Problem statement
Please extend the blog post about the World Trade Center construction site accident, picking up after its final sentence.

Excerpt to read
▼

In the past, this blog has highlighted accidents that have occurred at the World Trade Center construction site in New York City. Recently, another workplace accident has been reported at the site. According to reports, a steal plate somehow fell onto a worker. It hit the worker in the head which was protected by a hardhat while he was working as a carpenter.

The 48-year-old man suffered many serious injuries in the workplace accident. These injuries included multiple broken bones as well as a fractured leg. Following the accident, the man was taken to a local hospital by an ambulance.

As a result of the accident, investigators from the Occupational Health and Safety Administration have begun to look in to how and why the accident occurred. Following workplace injuries, OSHA will often step in to try and determine the cause of an accident. In addition to trying to figure out what happened, OSHA will also try and determine if any safety regulations were ignored that could have prevented the accident. Finally, OSHA will determine if any additional safety regulations continue to be disobeyed by the employer.

▲

Given data
▼

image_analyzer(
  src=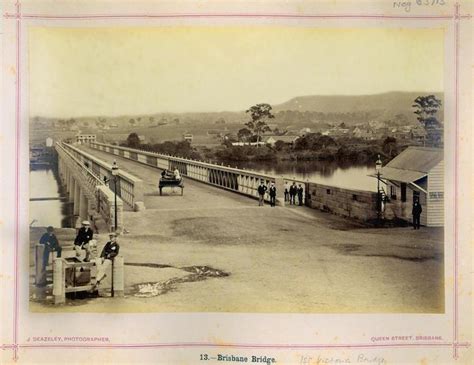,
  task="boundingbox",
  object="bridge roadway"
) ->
[36,147,444,313]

▲

Written response
OSHA serves an important purpose in preventing workplace accidents. It can help keep employers from breaking important rules meant to keep workers safe. When accidents do occur — like this most recent World Trade Center accident — OSHA will often punish an employer by issuing a citation and fine. While this fine may help prevent a future accident, it will do little for the worker that has already suffered a workplace injury.

Instead, injured workers can turn to the workers’ compensation system for help. Under workers’ compensation, workers can get expenses arising out of the workplace accident paid. These expenses include lost wages and medical bills. However, the workers’ compensation system can be complex to navigate and workers should make sure they get the help they need to get the compensation they deserve.